**Exercise task A**
Collect every line of the records that contains the string "right", and copy each one out in full.

**Passage provided**
╔══

Rocking/working out

Welcome back to AVQ&A, where we throw out a question for discussion among the staff and readers. Consider this a prompt to compare notes on your interface with pop culture, to reveal your embarrassing tastes and experiences, and to ponder how our diverse lives all led us to convene here together. Got a question you’d like us and the readers to answer? E-mail us at [email protected].

This week’s question, courtesy of reader Colleen: What music do you like to work out to? I like to run but I find that the majority of the music I like is not good running music. To me, exercise music sort of has to be upbeat and poppy, but not cheesy, which (for me) seems like a hard mix to find, and most of The A.V. Club staffers seem pretty reliable when it comes to recommending tracks.

Donna Bowman
Not cheesy? Colleen, I beg to differ. A workout is exactly when you do want cheesy music. See, the overexposed I Love The Eighties or Super Hits Of The Super Seventies mixes sound dreadful piped into the grocery store or stuck in traffic because they’re swallowed by the crappy, pedestrian ambiance. Pipe those tunes into earbuds, fill up your headspace with huge sounds, and the same tunes are nothing short of awesome. You don’t need to be a slave to the optimum beats-per-minute; trying to keep your footfalls timed to the backbeat can be distracting, and it’s a losing battle in any real-world terrain. Even ballads can provide plenty of energy for a workout. What you really have to avoid is music that’s too thin or ephemeral. You want to get wrapped up in the soundtrack, you want to be able to recontextualize your running as part of a kick-ass training montage. Think Motown; think arena rock; think power pop. My favorite running playlists include Stevie Wonder, Matthew Sweet, Michael Jackson, disco, Prefab Sprout, Talking Heads, and Tom Petty. What do they all have in common? When you run with them, you feel like you are running in an all-encompassing bubble of sound, and there are plenty of dynamic surges to sweep you forward.

╚══

Entries from a pointing dataset

╔══

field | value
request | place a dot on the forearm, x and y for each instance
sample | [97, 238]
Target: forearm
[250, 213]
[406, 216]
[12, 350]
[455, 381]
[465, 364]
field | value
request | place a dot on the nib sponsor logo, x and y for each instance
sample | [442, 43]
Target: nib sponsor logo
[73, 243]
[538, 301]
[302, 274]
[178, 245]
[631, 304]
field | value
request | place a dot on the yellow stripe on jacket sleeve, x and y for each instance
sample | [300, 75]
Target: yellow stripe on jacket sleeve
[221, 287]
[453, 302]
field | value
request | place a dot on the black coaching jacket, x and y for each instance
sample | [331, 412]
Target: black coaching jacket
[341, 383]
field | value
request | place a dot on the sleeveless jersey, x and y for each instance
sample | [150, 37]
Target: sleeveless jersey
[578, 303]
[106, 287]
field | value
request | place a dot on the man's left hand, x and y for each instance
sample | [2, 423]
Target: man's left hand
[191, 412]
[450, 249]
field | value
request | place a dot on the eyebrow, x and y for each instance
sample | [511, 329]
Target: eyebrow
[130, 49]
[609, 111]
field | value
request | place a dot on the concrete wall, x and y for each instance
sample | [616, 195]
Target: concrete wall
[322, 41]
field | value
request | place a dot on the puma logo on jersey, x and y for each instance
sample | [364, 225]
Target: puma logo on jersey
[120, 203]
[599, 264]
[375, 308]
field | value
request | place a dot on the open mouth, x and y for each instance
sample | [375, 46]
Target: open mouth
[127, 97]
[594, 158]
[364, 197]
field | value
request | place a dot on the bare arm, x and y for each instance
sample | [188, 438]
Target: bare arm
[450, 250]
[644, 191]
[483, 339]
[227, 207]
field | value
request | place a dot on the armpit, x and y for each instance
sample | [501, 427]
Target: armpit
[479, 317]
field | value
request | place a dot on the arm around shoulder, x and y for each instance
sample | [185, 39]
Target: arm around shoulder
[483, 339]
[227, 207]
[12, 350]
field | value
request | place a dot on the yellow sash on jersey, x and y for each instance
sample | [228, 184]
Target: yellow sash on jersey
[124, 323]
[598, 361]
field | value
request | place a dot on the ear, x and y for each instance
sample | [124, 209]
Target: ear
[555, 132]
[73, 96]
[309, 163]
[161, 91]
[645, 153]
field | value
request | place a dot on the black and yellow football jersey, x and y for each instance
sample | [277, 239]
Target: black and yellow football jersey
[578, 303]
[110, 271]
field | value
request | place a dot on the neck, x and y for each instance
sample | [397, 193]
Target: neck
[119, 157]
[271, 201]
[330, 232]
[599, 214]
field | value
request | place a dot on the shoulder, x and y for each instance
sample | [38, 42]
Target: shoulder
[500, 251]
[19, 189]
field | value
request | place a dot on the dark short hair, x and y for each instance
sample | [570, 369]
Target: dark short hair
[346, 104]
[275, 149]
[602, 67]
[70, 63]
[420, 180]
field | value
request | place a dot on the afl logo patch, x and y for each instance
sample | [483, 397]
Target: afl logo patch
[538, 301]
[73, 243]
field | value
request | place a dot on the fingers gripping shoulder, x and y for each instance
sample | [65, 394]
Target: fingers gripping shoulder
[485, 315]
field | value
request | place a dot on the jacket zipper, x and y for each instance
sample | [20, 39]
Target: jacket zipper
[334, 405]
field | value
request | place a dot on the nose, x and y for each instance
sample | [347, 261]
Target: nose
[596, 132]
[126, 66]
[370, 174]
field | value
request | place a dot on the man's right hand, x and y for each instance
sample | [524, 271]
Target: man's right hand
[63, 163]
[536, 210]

╚══

**Exercise task B**
Based on the workout-music discussion, decide whether each statement agrees with the text. For each, answer yes or no and quote the deciding words. (i) The reader who asked the question likes to run. (ii) Donna Bowman recommends timing your footfalls to the backbeat. (iii) Donna Bowman says ballads can provide energy for a workout.

**Answer A**
request | place a dot on the man's right hand, x and y for each instance
Target: man's right hand

**Answer B**
(i) Yes: "I like to run"
(ii) No: "trying to keep your footfalls timed to the backbeat can be distracting"
(iii) Yes: "Even ballads can provide plenty of energy for a workout."